**Supplied text**
(begin)
The God given privilege of bearing children is a high calling, noble work, and great opportunity. "Upon us, mothers, rests one of the greatest responsibilities in the world. When God entrusts a new precious soul into our arms we are given the awesome responsibility of leading that soul back to Him. Unless that is our goal, we have no right to bring them into the world.
Many of us here tonight are mothers already and we know that in motherhood there is no such thing as 'off duty.' A mothers head may be full of trouble, and her hands full of work and yet she needs to be inspiring her children to choose the good and true by her own good example.

Home Duties
Though life may seem useless and empty and vain,
Ours is the task to help others in pain-
Soothe little scratches and kiss the bruised knee,
Patch little troubles and peacemakers be,
Nothing outstanding - no fame will we know;
We work for our families, helping them grow.

We homemakers aren't sent to a far, foreign field;
Our home is the place where to Christ we may yield,
And truly be Christians, doing God's will,
In these little duties our mission fulfill.
Humdrum occupation? In a way it is so,
But it takes our very best efforts, we know.

You wonder perhaps what satisfaction can come
From the small, humble duties required of some?
Serving at home to women was given,
To let our light shine and to gain all of heaven.
Though some may belittle, may our motto e'er be:
"As you've done unto others you've done unto Me."
-Doreen Giesbrecht Goossen

Who should be preparing for motherhood? Once during a conversation a woman asked, “How soon should a young mother start praying for her child?” An old family physician happened to be in the group, and he replied, “Twenty years before it is born.”
The burden of this essay tonight is this: Are we preparing the prospective mothers among us for the awesome responsibility of motherhood?
Who are the prospective mothers? Pause a minute and glance down at that little girl on your lap or sitting beside you. Think also of you school-girl at home tonight or your teenage girls already beginning to blossom into young womanhood. How about your daughter that dating, engaged, or newly married? Are you preparing them, have you prepared them for the role of motherhood into which God may call them: Young girls, are you familiar with the duties of motherhood? Are you taking opportunities to learn what working with children is like on a day after day basis?
I know of only one sure way to discover how we as mothers can know whether we are preparing our daughters for motherhood and that is by looking into the mirror of God's Word to discover what God expects of mothers. Ezra 7:10, 8:21 says, “For Ezra had prepared his heart to seek the law of the Lord, and to do it, and to teach in Israel statutes and judgements. Then I proclaimed a fast there, that we might afflict ourselves before our God, to seek of Him a right way for us and for our little ones.” May we also search the Word with openness and determination to do whatever the Word says and to teach the same to our little ones. It's the only way the home will survive in this day when Satan is determined to destroy God's beautiful plan for families. We can only grow closer to God as we are willing to accept God's Word exactly as He gave it. Remember, we are no more spiritual than what we are scriptural.
(end)
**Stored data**
(begin)
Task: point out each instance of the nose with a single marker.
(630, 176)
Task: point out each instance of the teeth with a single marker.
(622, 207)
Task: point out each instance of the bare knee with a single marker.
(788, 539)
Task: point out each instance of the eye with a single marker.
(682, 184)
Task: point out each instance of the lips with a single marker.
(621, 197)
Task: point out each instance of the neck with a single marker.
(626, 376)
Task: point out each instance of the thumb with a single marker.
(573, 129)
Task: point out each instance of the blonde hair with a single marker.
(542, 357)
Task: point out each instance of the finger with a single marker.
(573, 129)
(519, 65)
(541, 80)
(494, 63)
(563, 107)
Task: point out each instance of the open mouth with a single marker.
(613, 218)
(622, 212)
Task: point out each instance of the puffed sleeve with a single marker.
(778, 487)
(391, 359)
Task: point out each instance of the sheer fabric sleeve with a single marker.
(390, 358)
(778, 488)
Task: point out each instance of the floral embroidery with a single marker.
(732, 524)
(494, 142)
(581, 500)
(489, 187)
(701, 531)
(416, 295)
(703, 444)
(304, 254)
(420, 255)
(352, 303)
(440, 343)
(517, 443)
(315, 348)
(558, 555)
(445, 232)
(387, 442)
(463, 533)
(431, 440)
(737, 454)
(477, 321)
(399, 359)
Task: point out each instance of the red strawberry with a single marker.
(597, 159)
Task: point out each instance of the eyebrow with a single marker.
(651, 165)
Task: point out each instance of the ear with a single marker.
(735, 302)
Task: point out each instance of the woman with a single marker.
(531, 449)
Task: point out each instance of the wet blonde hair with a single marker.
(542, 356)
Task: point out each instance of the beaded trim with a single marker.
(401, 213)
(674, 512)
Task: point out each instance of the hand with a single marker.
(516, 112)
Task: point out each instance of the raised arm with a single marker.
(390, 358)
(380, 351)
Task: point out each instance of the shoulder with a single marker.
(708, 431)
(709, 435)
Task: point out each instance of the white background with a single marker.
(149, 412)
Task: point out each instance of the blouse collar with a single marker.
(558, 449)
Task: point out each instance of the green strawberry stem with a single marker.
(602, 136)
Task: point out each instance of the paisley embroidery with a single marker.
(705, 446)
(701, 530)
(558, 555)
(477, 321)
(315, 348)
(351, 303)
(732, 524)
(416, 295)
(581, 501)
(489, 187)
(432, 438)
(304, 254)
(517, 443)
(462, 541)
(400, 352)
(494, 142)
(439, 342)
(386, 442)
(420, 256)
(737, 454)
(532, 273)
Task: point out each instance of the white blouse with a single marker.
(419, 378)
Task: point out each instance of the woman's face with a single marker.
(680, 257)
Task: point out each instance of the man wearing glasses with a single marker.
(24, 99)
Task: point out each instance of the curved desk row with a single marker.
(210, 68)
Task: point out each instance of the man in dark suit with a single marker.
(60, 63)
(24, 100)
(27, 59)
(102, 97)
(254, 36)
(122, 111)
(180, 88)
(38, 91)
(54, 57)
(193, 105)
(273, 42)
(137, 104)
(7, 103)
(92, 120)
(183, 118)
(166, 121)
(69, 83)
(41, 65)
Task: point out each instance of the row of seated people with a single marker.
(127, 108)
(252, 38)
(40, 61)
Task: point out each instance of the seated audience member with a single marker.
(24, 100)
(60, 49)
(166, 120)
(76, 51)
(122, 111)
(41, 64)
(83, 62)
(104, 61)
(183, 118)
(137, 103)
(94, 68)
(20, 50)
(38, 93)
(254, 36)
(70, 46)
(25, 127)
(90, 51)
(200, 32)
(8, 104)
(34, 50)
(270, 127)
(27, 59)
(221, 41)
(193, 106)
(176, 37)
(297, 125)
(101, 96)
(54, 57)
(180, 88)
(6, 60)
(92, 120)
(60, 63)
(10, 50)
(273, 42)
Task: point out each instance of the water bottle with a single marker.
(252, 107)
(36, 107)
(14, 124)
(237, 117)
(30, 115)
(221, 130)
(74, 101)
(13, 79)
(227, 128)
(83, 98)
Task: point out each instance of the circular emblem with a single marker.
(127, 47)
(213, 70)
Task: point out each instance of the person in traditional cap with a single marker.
(end)
**Problem 1**
In the essay on motherhood, what did the old family physician say when asked how soon a young mother should start praying for her child?
**Problem 2**
Duplicate the stored data starting at the line that contains "Task: point out each instance of the water" and ending at the final line of the stored data.

**Task answer 1**
"Twenty years before it is born."

**Task answer 2**
Task: point out each instance of the water bottle with a single marker.
(252, 107)
(36, 107)
(14, 124)
(237, 117)
(30, 115)
(221, 130)
(74, 101)
(13, 79)
(227, 128)
(83, 98)
Task: point out each instance of the circular emblem with a single marker.
(127, 47)
(213, 70)
Task: point out each instance of the person in traditional cap with a single marker.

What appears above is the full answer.